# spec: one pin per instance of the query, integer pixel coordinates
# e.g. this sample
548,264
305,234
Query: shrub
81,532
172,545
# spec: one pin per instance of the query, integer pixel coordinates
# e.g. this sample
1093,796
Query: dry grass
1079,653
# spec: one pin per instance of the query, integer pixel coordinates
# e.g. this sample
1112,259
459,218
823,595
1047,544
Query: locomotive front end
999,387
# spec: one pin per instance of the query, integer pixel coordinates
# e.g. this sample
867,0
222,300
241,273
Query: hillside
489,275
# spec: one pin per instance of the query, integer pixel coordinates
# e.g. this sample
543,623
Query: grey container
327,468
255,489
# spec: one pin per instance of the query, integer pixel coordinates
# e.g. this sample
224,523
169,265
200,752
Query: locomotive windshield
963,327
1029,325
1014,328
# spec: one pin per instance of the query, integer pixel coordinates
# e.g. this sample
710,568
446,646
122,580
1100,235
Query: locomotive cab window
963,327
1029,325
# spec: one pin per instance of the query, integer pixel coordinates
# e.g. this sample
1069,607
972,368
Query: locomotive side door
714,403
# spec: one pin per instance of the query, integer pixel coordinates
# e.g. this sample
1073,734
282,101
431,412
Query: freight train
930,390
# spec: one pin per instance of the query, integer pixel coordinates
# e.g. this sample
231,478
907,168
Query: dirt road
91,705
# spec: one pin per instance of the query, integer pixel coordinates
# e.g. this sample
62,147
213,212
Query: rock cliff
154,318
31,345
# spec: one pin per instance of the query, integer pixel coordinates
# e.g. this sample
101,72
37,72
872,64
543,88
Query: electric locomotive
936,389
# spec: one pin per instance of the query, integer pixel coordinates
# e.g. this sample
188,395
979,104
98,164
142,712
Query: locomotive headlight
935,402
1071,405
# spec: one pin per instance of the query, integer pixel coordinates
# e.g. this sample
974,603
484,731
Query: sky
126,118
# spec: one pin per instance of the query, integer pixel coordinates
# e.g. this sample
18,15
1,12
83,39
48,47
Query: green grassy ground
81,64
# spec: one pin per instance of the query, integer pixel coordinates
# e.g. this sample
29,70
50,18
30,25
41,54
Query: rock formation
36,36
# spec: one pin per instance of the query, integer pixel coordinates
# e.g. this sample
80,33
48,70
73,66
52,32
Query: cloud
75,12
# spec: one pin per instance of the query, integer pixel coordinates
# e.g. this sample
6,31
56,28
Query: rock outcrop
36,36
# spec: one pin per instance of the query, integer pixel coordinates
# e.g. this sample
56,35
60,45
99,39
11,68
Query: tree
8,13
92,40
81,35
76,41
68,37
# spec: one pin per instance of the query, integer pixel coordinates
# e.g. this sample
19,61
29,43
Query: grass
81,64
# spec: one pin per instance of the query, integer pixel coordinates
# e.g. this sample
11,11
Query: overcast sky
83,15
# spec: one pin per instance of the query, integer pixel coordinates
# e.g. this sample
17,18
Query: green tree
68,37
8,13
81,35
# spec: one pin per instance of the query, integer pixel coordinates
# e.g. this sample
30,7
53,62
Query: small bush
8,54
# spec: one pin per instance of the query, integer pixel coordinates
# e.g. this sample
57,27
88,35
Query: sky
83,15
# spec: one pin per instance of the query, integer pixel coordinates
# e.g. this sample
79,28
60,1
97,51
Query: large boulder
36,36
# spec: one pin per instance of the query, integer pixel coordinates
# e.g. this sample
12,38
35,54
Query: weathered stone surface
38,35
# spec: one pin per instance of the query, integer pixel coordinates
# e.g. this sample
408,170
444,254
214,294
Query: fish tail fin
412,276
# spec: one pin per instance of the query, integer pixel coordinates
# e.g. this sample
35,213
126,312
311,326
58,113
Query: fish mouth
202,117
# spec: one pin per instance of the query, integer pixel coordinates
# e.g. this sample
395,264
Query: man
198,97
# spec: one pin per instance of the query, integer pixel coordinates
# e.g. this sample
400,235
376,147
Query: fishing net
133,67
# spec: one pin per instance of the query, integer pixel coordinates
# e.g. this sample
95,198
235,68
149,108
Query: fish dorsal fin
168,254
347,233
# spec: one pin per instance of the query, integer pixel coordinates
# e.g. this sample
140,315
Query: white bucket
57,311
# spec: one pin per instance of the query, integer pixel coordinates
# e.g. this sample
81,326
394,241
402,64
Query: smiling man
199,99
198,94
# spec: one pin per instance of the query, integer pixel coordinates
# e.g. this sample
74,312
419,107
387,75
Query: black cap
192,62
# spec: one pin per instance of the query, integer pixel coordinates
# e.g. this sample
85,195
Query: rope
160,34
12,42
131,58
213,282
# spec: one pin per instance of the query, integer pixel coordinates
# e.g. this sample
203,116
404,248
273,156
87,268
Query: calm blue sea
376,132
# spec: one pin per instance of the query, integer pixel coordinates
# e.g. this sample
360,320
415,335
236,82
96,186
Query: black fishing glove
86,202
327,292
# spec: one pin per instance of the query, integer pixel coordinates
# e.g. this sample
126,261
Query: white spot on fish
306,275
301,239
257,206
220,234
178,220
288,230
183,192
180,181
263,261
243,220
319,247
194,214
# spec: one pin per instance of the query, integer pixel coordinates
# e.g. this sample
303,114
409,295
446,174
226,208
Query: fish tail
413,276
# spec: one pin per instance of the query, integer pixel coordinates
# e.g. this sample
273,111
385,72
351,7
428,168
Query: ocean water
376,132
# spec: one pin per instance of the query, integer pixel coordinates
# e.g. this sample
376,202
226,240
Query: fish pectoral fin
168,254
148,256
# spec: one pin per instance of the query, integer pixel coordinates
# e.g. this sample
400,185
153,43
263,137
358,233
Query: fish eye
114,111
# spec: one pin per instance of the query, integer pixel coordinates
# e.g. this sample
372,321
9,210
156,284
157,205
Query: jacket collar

■ What to do
Your reply should consist of the records, copied exactly.

■ Task response
# spec: one pin per instance of the query, integer pixel coordinates
# e.g. this sample
548,264
305,234
Query: shrub
81,532
172,545
# spec: one pin per instance of the query, integer pixel coordinates
# e.g. this sample
1093,796
Query: dry grass
1079,653
# spec: one pin per instance of the query, integer pixel coordinates
# e.g. this sample
1112,259
459,218
823,595
1047,544
Query: locomotive front end
999,387
# spec: one pin per instance of the query, integer pixel coordinates
# e.g. this sample
867,0
222,300
241,273
Query: hillside
489,275
# spec: one pin per instance of the query, integer pixel coordinates
# e.g. this sample
543,623
Query: grey container
327,468
255,489
# spec: one pin per instance of the query, integer pixel coordinates
# e.g. this sample
224,523
169,265
200,752
Query: locomotive windshield
963,327
1029,325
1014,328
# spec: one pin per instance of the query, integer pixel coordinates
# e.g. this sample
710,568
446,646
122,580
1100,235
Query: locomotive cab window
963,327
1029,325
# spec: one pin per instance of the query, integer pixel coordinates
# e.g. this sample
1069,607
972,368
Query: locomotive side door
714,403
# spec: one pin per instance of the query, integer pixel coordinates
# e.g. this sample
1073,734
282,101
431,412
Query: freight train
930,390
# spec: one pin per instance of the query, integer pixel coordinates
# e.g. this sample
231,478
907,168
Query: dirt road
91,705
# spec: one pin per instance of the query, integer pixel coordinates
# e.g. this sample
62,147
213,212
Query: rock cliff
154,318
31,345
# spec: one pin per instance of the query, integer pixel coordinates
# e.g. this sample
101,72
37,72
872,64
543,88
Query: electric locomotive
936,389
# spec: one pin per instance of the query, integer pixel coordinates
# e.g. this sample
188,395
979,104
98,164
142,712
Query: locomotive headlight
935,402
1071,405
# spec: one pin per instance of the query, integer pixel coordinates
# e.g. this sample
974,603
484,731
Query: sky
126,118
# spec: one pin per instance of the query, integer pixel coordinates
# e.g. this sample
18,15
1,12
83,39
48,47
Query: green grassy ground
81,64
# spec: one pin per instance of the query, integer pixel coordinates
# e.g. this sample
29,70
50,18
30,25
41,54
Query: rock formation
36,36
# spec: one pin per instance of the query, integer pixel coordinates
# e.g. this sample
80,33
48,70
73,66
52,32
Query: cloud
75,12
# spec: one pin per instance of the query, integer pixel coordinates
# e.g. this sample
6,31
56,28
Query: rock outcrop
36,36
# spec: one pin per instance of the query, integer pixel coordinates
# e.g. this sample
56,35
60,45
99,39
11,68
Query: tree
8,13
92,40
81,35
76,41
68,37
# spec: one pin per instance of the query, integer pixel coordinates
# e.g. this sample
19,61
29,43
Query: grass
81,64
# spec: one pin per instance of the query, integer pixel coordinates
# e.g. this sample
11,11
Query: overcast sky
83,15
# spec: one pin per instance of the query, integer pixel coordinates
# e.g. this sample
17,18
Query: green tree
68,37
8,13
81,35
# spec: one pin per instance of the query, integer pixel coordinates
# e.g. this sample
30,7
53,62
Query: small bush
8,54
# spec: one pin per instance of the query, integer pixel coordinates
# e.g. this sample
57,27
88,35
Query: sky
83,15
# spec: one pin per instance of the query, integer pixel coordinates
# e.g. this sample
79,28
60,1
97,51
Query: large boulder
36,36
# spec: one pin per instance of the query, integer pixel coordinates
# e.g. this sample
12,38
35,54
Query: weathered stone surface
38,35
# spec: one pin per instance of the query, integer pixel coordinates
# e.g. this sample
408,170
444,254
214,294
Query: fish tail fin
412,276
# spec: one pin per instance of the query, integer pixel coordinates
# e.g. this sample
35,213
126,312
311,326
58,113
Query: fish mouth
202,117
# spec: one pin per instance of the query, integer pixel coordinates
# e.g. this sample
395,264
Query: man
198,97
# spec: one pin per instance of the query, integer pixel coordinates
# e.g. this sample
400,235
376,147
Query: fishing net
133,67
# spec: one pin per instance of the query, integer pixel coordinates
# e.g. this sample
95,198
235,68
149,108
Query: fish dorsal fin
168,254
347,233
# spec: one pin per instance of the query, integer pixel coordinates
# e.g. this sample
140,315
Query: white bucket
57,311
# spec: one pin per instance of the query, integer pixel coordinates
# e.g. this sample
81,326
394,241
402,64
Query: smiling man
199,99
198,94
# spec: one pin per instance of the query, integer pixel coordinates
# e.g. this sample
74,312
419,107
387,75
Query: black cap
192,62
# spec: one pin per instance of the query, integer pixel coordinates
# e.g. this sample
85,195
Query: rope
160,34
12,42
131,58
213,282
# spec: one pin per instance of the query, integer pixel coordinates
# e.g. this sample
203,116
404,248
273,156
87,268
Query: calm blue sea
376,132
# spec: one pin per instance of the query, integer pixel coordinates
# e.g. this sample
360,320
415,335
236,82
96,186
Query: black fishing glove
86,202
327,292
# spec: one pin per instance of the query, integer pixel coordinates
# e.g. this sample
126,261
Query: white spot on fish
306,275
301,239
257,206
220,234
178,220
288,230
183,192
180,181
263,261
243,220
319,247
194,214
# spec: one pin per instance of the query, integer pixel coordinates
# e.g. this sample
303,114
409,295
446,174
226,208
Query: fish tail
413,276
# spec: one pin per instance of the query, integer pixel coordinates
# e.g. this sample
273,111
385,72
351,7
428,168
Query: ocean water
376,132
# spec: one pin per instance of the query, integer pixel coordinates
# e.g. this sample
376,202
226,240
Query: fish pectoral fin
168,254
148,256
# spec: one pin per instance of the query, integer pixel coordinates
# e.g. this sample
400,185
153,43
263,137
358,233
Query: fish eye
114,111
# spec: one pin per instance of the query, integer pixel coordinates
# e.g. this sample
372,321
9,210
156,284
157,205
Query: jacket collar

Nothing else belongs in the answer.